◆ Task ◆
Return the full forum post about job security for emergency medicine doctors, word for word.

◆ Extract provided ◆
****************************************

A lot of the answer depends on where the hospital is, and how hard it would be for them to attract new doctors. But on the whole, sadly, your friend probably doesn't have much leverage and would find himself out of a job if he told them no. EM is becoming quite saturated (as has been thoroughly discussed on this forum), and the current state of affairs has accelerated the problem/ made it worse. Most places right now are overstaffed and would have no problem getting rid of a few people. Will volumes eventually return to normal? Maybe. Or maybe a certain percentage of the population now realizes they don't need the ED for everything and will never return. In any case, a hospital can easily afford to lose a couple of ED docs right now and when/if volumes return it won't be hard to cover their shifts with a bit of OT for a while (which the remaining docs will be desperate to pick up), while easily hiring from the large EM applicant pool in the meantime.
I keep a couple of locums contacts, and right now the "best" offers they're making that I'm seeing are for jobs paying between $150-$180 an hour for horrible places with terrible support and mostly nights. One of my former residents who lost their locums gig (hospital didn't need them any more) just took a desperation job at a sleepy rural place for $90/hr because that's all she could find to offer FT hours. It's really hard out there, and this isn't the time to put your job at risk. I'd like to give you a different answer, but unless EM docs come together as a whole (which let's be real, isn't happening), then this is not the time to do anything but bend over and take it.
Full disclosure, my hospital has now taken about $50,000 away from me for this year and I've bent over and taken it. So my money (or lack thereof) is where my mouth is.

****************************************

◆ Supplied records ◆
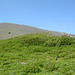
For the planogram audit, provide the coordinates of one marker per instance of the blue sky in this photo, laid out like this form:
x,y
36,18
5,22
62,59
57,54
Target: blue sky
x,y
55,15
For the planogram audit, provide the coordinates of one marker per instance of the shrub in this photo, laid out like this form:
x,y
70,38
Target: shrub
x,y
9,32
32,68
58,41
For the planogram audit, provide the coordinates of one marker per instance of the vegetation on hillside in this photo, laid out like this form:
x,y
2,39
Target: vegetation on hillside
x,y
37,54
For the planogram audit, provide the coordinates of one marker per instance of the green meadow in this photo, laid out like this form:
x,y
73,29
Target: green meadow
x,y
37,54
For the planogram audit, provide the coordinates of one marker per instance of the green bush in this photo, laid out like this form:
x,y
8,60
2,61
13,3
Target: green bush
x,y
58,41
32,68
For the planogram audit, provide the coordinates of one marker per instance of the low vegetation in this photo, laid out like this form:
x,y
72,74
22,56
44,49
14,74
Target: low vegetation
x,y
37,54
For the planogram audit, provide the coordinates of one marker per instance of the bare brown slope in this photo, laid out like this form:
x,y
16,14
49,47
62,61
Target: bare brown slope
x,y
17,30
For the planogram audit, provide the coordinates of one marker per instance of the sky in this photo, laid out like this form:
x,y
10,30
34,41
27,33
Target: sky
x,y
53,15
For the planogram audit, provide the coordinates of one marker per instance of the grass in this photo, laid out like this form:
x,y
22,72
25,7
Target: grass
x,y
37,54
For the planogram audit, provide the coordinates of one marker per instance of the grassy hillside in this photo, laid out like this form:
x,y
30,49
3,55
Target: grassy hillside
x,y
37,54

****************************************

◆ Your response ◆
A lot of the answer depends on where the hospital is, and how hard it would be for them to attract new doctors. But on the whole, sadly, your friend probably doesn't have much leverage and would find himself out of a job if he told them no. EM is becoming quite saturated (as has been thoroughly discussed on this forum), and the current state of affairs has accelerated the problem/ made it worse. Most places right now are overstaffed and would have no problem getting rid of a few people. Will volumes eventually return to normal? Maybe. Or maybe a certain percentage of the population now realizes they don't need the ED for everything and will never return. In any case, a hospital can easily afford to lose a couple of ED docs right now and when/if volumes return it won't be hard to cover their shifts with a bit of OT for a while (which the remaining docs will be desperate to pick up), while easily hiring from the large EM applicant pool in the meantime.
I keep a couple of locums contacts, and right now the "best" offers they're making that I'm seeing are for jobs paying between $150-$180 an hour for horrible places with terrible support and mostly nights. One of my former residents who lost their locums gig (hospital didn't need them any more) just took a desperation job at a sleepy rural place for $90/hr because that's all she could find to offer FT hours. It's really hard out there, and this isn't the time to put your job at risk. I'd like to give you a different answer, but unless EM docs come together as a whole (which let's be real, isn't happening), then this is not the time to do anything but bend over and take it.
Full disclosure, my hospital has now taken about $50,000 away from me for this year and I've bent over and taken it. So my money (or lack thereof) is where my mouth is.